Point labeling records

□ □ □ □ □ □ □

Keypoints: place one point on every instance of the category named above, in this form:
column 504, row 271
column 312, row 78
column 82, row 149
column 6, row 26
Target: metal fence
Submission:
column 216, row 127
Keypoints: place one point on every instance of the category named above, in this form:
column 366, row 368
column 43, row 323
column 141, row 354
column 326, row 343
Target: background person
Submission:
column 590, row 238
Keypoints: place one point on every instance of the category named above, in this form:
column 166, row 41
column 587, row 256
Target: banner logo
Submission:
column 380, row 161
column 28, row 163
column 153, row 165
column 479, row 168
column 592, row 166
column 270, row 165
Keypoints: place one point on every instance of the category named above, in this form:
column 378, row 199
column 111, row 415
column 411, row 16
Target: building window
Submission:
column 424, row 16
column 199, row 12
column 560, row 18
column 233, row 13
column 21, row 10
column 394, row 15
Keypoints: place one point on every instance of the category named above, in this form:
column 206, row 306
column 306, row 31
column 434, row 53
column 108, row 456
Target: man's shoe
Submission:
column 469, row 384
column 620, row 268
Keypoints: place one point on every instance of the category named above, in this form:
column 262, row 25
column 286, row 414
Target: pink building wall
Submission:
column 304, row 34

□ □ □ □ □ □ □

Stated goal:
Write out every line of these records word for word, leaving nothing out.

The solution:
Keypoints: place one point on every instance of the category named above, in this form:
column 504, row 271
column 312, row 78
column 82, row 149
column 6, row 26
Target: metal fence
Submission:
column 216, row 127
Keypoints: place one point on every instance of the category named above, in this form:
column 366, row 368
column 43, row 323
column 141, row 354
column 326, row 343
Target: background person
Submission:
column 590, row 238
Keypoints: place one point on every instance of the category named above, in this form:
column 166, row 41
column 587, row 256
Target: banner logo
Submission:
column 380, row 161
column 28, row 163
column 153, row 165
column 479, row 168
column 592, row 166
column 270, row 165
Keypoints: place one point on every instance of the category named above, in this form:
column 378, row 199
column 111, row 415
column 411, row 16
Target: building window
Submission:
column 424, row 16
column 199, row 12
column 560, row 18
column 233, row 13
column 21, row 10
column 394, row 15
Keypoints: place one point on every instance of the category named above, in this form:
column 206, row 306
column 306, row 31
column 434, row 53
column 108, row 456
Target: man's shoe
Submission:
column 469, row 384
column 620, row 268
Keypoints: place one point on every instance of the category named above, in this form:
column 262, row 25
column 286, row 414
Target: pink building wall
Submission:
column 304, row 34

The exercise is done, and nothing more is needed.